#### READING TEXT

Publication
Article
Psychiatric Times
Author(s):
Ninety percent of patients with psychiatric disorders are seen in the general medical sector. Two-thirds of these patients receive no treatment for their psychiatric illness. Of the one-third that does, only one-tenth is provided minimally adequate treatment.1 Furthermore, nontreatment or nonevidence-based treatment of psychiatric disorders in the primary care setting is associated with at least double the total health care costs for patients, mainly from increased general medical care and nonpsychiatric prescriptions.2,3
CHECK POINTS
Ninety percent of patients with psychiatric disorders are seen in the general medical sector. Two-thirds of these patients receive no treatment for their psychiatric illness. Of the one-third that does, only one-tenth is provided minimally adequate treatment.1 Furthermore, nontreatment or nonevidence-based treatment of psychiatric disorders in the primary care setting is associated with at least double the total health care costs for patients, mainly from increased general medical care and nonpsychiatric prescriptions.2,3
The plight of patients seen in the psychiatric setting with concurrent physical health problems, who need general medical services, is no better. There is substantial evidence that these patients have difficulty accessing services in the general medical sector. This is associated with quicker progression of physical disease and, ultimately, premature death.4,5
Case Vignette
Karen, 34 years old, has been treated by her primary care physician for the past few months. She came in for diffuse muscle aches, frequent throbbing headaches, crampy abdominal pain, and dizziness. She was given a muscle relaxant, butalbital combined with caffeine and aspirin for headaches, and a hypnotic for sleep.
Noticing the number of prescription refills 4 months later, her physician became concerned and asked Karen about the number of pills. Karen reported tension and anxiety. She confided that she had been molested as a teen and sometimes had nightmares that made it hard to sleep and explained that clonazepam improved her sleep, decreased nightmares, and helped with muscle aches. Her physician renewed the prescription and usage escalated. At 6 months, her doctor again expressed concern about medication overuse.
Karen revealed that she had been hospitalized 9 months earlier for suicidal ideation and that she struggled with depression. With no access to psychiatric records, Karen’s physician knew nothing of this history and suggested that Karen return to her mental health practitioner. Karen explained that she had discontinued seeing her psychiatrist because his care was not covered by her insurance. She had tried to get a new psychiatrist through her insurance provider directory but after 7 calls, the best she could do was to get an appointment in 8 weeks with a nurse clinician at a clinic 15 miles away. At that point, she decided to stick with her primary care provider for mental health care. She did not ask her physician for depression medication because her family already thought she was taking too many pills.

########

_EXERCISE 1:_ List the symptoms that brought Karen to her primary care physician, as given in the article on psychiatric care in the general medical sector.
_EXERCISE 2:_ Resume the article on psychiatric care in the general medical sector after its final sentence, about Karen not asking for depression medication.

#### EXCERPTED DATA

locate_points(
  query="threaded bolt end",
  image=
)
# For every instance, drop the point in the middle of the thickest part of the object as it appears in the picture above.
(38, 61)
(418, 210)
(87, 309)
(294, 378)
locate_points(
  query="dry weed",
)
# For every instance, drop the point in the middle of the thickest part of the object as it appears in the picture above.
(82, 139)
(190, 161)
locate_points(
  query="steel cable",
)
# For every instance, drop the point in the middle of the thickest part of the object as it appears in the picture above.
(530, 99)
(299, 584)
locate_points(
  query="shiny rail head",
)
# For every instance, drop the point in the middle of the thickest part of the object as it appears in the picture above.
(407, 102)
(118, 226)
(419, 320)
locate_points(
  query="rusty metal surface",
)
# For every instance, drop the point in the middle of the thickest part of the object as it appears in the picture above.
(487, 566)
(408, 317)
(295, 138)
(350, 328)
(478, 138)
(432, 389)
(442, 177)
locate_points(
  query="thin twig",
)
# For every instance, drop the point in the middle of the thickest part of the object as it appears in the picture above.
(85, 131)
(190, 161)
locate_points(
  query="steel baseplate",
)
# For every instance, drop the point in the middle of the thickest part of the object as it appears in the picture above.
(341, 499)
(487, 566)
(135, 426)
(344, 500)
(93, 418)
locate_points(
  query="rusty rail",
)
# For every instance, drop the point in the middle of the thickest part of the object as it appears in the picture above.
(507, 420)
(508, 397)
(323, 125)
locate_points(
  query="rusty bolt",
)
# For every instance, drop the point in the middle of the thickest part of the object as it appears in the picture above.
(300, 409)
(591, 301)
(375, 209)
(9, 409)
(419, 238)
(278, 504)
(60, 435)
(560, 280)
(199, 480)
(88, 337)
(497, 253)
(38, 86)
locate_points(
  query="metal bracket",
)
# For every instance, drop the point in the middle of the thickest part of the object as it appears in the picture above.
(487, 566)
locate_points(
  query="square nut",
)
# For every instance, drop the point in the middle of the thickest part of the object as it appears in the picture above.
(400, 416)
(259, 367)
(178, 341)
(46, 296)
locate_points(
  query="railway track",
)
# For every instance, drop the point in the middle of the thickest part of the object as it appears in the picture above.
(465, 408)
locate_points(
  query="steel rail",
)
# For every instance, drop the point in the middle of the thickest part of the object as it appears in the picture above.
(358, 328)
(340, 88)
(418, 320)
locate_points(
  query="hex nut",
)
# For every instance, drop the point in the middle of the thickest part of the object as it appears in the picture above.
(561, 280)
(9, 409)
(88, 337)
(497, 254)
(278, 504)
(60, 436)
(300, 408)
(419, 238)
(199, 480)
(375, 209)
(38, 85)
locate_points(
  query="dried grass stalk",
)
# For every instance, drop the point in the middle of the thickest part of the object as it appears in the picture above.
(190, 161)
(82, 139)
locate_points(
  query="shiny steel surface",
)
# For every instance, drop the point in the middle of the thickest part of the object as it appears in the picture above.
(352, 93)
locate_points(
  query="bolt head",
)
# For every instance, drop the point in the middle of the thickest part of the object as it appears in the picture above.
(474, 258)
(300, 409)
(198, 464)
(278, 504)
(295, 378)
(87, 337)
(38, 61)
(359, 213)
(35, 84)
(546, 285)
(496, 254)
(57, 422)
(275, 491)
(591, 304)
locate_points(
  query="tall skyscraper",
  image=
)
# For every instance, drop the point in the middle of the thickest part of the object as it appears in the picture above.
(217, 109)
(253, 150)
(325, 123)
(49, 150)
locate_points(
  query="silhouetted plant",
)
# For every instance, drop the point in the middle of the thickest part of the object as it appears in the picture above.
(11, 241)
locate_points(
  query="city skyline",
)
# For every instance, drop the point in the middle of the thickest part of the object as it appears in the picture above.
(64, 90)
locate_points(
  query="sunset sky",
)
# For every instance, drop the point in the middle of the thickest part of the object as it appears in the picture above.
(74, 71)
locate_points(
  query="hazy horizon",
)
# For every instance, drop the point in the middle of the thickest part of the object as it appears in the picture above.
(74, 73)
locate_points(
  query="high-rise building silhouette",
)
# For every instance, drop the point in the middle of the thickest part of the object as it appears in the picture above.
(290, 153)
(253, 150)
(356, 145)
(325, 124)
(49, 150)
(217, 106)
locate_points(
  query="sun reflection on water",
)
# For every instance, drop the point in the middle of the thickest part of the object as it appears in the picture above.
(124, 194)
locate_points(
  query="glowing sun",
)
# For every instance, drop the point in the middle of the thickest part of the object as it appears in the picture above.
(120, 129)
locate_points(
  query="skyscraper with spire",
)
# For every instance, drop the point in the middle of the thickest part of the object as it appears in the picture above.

########

_TASK OUTPUT 1:_ diffuse muscle aches, frequent throbbing headaches, crampy abdominal pain, dizziness

_TASK OUTPUT 2:_
Her primary care physician requested Karen’s psychiatry records, but they could not be released without special permission. While processing the paperwork to get the records, Karen continued to use large amounts of clonazepam. She also started consuming alcohol heavily. One afternoon, she became suicidal and was taken under duress to the local emergency department (ED) for psychiatric evaluation.
Case Vignette
Michael, 46 years old, has been hospitalized in the psychiatry unit for hyperactivity, heavy spending, sexual indiscretion, lack of sleep, and pressured speech. His symptoms were controlled with lithium and other medications. At discharge, Michael’s lithium level was 1.2 mEq/L. A 10-day postdischarge follow-up was arranged with a psychiatrist on Michael’s insurance provider list.
Six weeks after discharge, Michael visited his primary care physician (Dr S) for potential treatment of hypertension. Dr S prescribed hydrochlorothiazide
25 mg/d and recommended a low-salt diet. He encouraged Michael to continue seeing a psychiatrist for mental health issues and psychotropic prescriptions. A week later, Michael called Dr S to report nausea, fatigue, and loose stools and was treated for mild gastroenteritis with hydration and rest.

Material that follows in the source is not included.